***** Provided information *****

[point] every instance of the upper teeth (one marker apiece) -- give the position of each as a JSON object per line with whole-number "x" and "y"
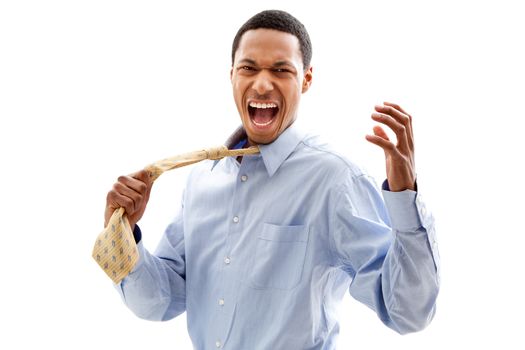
{"x": 263, "y": 105}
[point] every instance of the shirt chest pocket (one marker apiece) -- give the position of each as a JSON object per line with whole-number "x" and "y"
{"x": 279, "y": 257}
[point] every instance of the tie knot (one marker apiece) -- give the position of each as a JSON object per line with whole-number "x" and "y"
{"x": 216, "y": 153}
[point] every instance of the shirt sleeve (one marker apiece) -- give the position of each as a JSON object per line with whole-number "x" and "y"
{"x": 389, "y": 250}
{"x": 156, "y": 287}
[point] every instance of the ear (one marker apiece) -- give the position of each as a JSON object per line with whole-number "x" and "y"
{"x": 307, "y": 79}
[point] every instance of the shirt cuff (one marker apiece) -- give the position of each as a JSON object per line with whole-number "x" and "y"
{"x": 402, "y": 209}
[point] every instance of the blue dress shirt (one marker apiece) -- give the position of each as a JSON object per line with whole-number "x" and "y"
{"x": 261, "y": 252}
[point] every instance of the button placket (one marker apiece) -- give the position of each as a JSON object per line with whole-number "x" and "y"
{"x": 227, "y": 293}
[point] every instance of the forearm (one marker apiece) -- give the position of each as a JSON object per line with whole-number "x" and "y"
{"x": 410, "y": 278}
{"x": 154, "y": 290}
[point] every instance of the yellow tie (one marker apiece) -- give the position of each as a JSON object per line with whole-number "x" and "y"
{"x": 115, "y": 249}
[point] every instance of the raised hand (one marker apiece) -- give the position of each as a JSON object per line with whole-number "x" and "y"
{"x": 400, "y": 165}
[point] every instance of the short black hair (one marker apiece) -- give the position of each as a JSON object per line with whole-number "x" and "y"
{"x": 281, "y": 21}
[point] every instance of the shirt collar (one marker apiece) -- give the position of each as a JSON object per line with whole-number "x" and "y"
{"x": 273, "y": 154}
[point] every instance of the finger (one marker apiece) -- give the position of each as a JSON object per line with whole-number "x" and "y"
{"x": 378, "y": 131}
{"x": 144, "y": 176}
{"x": 386, "y": 145}
{"x": 137, "y": 185}
{"x": 129, "y": 192}
{"x": 116, "y": 200}
{"x": 396, "y": 106}
{"x": 402, "y": 116}
{"x": 398, "y": 128}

*****

* _What is being asked_: Copy out the lines word for word, beginning with the line that contains "[point] every instance of the ear" and continuing through the last line.

* _Task response_:
[point] every instance of the ear (one marker apiece) -- give the position of each as a JSON object per line with whole-number "x" and "y"
{"x": 307, "y": 79}
[point] every instance of the shirt cuff (one marker apiece) -- give the position of each as a JSON object per line with whole-number "x" and "y"
{"x": 402, "y": 209}
[point] every instance of the blue dress shirt (one marker apiece) -- give the position of each as a JSON object per line with whole-number "x" and "y"
{"x": 261, "y": 252}
[point] every instance of the button placket (one marker apiece) -- give the position of each as a JSON object per line with whole-number "x" and "y"
{"x": 227, "y": 293}
[point] every instance of the forearm (one marker apiece) -- give the position of each as a JSON object per line with whole-number "x" and "y"
{"x": 410, "y": 278}
{"x": 154, "y": 290}
[point] every instance of the yellow tie (one marker apiece) -- give the position of each as a JSON object per line with whole-number "x" and "y"
{"x": 115, "y": 249}
[point] every instance of the raised hand (one marker apiece) -- give the position of each as a JSON object per line with whole-number "x" and "y"
{"x": 400, "y": 165}
[point] every instance of the short black hair (one marker apiece) -- give the position of each as a JSON object per line with whole-number "x" and "y"
{"x": 281, "y": 21}
[point] every instance of the shirt collar (one marker apiece) -- give the position of each as a JSON object per line with whole-number "x" and "y"
{"x": 273, "y": 154}
[point] every instance of the finger (one marker apiece) -- give the position of each as a JSON object per line with whole-number "x" and "y"
{"x": 378, "y": 131}
{"x": 144, "y": 176}
{"x": 386, "y": 145}
{"x": 137, "y": 185}
{"x": 129, "y": 192}
{"x": 116, "y": 200}
{"x": 396, "y": 106}
{"x": 402, "y": 116}
{"x": 398, "y": 128}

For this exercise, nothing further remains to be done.